Copy the data from its start through the line that contains "82], [171, 91]]", both included, replacing "Put one point per instance" with "Mark each instance with one point" and keeping everything else the same. Omit the picture.

BEGIN Material

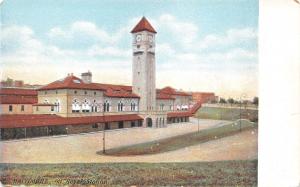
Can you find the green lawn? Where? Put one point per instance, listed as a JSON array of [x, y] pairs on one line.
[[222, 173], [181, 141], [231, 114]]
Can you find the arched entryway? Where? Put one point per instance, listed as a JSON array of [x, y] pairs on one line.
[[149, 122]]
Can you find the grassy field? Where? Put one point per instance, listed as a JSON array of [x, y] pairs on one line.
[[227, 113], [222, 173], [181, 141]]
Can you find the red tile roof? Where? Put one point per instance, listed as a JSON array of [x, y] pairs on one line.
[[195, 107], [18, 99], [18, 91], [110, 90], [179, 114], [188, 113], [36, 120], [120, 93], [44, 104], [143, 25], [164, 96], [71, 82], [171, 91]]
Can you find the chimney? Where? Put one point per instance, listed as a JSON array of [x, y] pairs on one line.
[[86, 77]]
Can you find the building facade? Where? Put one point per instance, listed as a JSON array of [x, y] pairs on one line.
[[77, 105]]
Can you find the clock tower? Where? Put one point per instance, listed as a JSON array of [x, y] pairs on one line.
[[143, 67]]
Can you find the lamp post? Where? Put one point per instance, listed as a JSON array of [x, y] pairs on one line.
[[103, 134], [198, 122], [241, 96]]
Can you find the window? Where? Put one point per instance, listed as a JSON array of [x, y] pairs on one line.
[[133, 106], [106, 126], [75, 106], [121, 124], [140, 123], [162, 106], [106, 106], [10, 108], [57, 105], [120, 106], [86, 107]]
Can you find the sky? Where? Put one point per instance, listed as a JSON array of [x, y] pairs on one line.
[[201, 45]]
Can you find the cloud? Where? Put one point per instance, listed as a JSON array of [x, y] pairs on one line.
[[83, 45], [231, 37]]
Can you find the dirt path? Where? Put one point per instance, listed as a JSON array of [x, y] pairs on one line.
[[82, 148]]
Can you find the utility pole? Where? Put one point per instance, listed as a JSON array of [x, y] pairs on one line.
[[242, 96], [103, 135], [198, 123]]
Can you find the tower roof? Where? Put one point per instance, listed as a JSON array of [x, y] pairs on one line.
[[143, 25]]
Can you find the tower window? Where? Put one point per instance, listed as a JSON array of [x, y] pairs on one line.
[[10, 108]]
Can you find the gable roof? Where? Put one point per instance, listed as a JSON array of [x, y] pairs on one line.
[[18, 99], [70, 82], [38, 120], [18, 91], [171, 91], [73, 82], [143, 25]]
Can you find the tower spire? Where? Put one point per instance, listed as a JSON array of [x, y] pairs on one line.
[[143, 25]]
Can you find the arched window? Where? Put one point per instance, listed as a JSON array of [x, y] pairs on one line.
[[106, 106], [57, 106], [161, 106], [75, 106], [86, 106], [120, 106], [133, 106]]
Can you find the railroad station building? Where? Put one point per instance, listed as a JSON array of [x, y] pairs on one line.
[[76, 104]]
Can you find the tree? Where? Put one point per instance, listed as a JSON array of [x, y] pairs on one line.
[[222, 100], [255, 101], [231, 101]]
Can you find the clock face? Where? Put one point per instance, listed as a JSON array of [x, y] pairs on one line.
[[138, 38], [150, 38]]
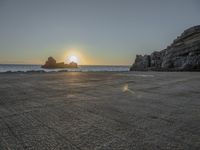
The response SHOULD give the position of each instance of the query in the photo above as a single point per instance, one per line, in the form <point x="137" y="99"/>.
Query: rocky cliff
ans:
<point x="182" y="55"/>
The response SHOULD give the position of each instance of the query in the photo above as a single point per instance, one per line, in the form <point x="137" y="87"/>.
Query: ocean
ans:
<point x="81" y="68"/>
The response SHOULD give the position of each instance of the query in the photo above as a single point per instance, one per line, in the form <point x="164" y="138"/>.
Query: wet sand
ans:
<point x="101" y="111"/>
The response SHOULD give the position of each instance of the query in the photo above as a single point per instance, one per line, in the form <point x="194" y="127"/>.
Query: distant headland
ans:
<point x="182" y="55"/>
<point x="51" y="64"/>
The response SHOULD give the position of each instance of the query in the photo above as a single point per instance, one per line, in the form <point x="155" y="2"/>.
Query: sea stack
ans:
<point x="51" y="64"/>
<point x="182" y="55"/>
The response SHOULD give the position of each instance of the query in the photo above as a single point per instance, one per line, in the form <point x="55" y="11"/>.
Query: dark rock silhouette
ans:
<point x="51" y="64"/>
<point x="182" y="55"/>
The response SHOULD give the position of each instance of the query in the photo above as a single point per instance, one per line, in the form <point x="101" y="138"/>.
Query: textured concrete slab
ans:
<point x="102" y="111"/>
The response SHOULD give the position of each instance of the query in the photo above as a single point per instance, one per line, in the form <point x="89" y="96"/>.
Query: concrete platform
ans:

END Material

- Solution below:
Can you find the green lawn? Where? Mark each instance with one point, listed as a JSON array of [x, y] pairs on one line.
[[222, 173], [181, 141], [231, 114]]
Can you find the arched entryway? Where? Mark each instance with one point, listed as a JSON array of [x, y] pairs on one line.
[[149, 122]]
Can you find the grassy field? Where? Mark each instance with one point, listed as a JSON array of [x, y] pairs on one line.
[[227, 113], [222, 173], [181, 141]]
Can you find the red tile roof? Where? Mark each instance with one point, listed as a JSON array of [x, y] pairs on one line.
[[195, 107], [18, 99], [18, 91], [110, 90], [179, 114], [188, 113], [36, 120], [120, 93], [44, 104], [143, 25], [164, 96], [71, 82], [171, 91]]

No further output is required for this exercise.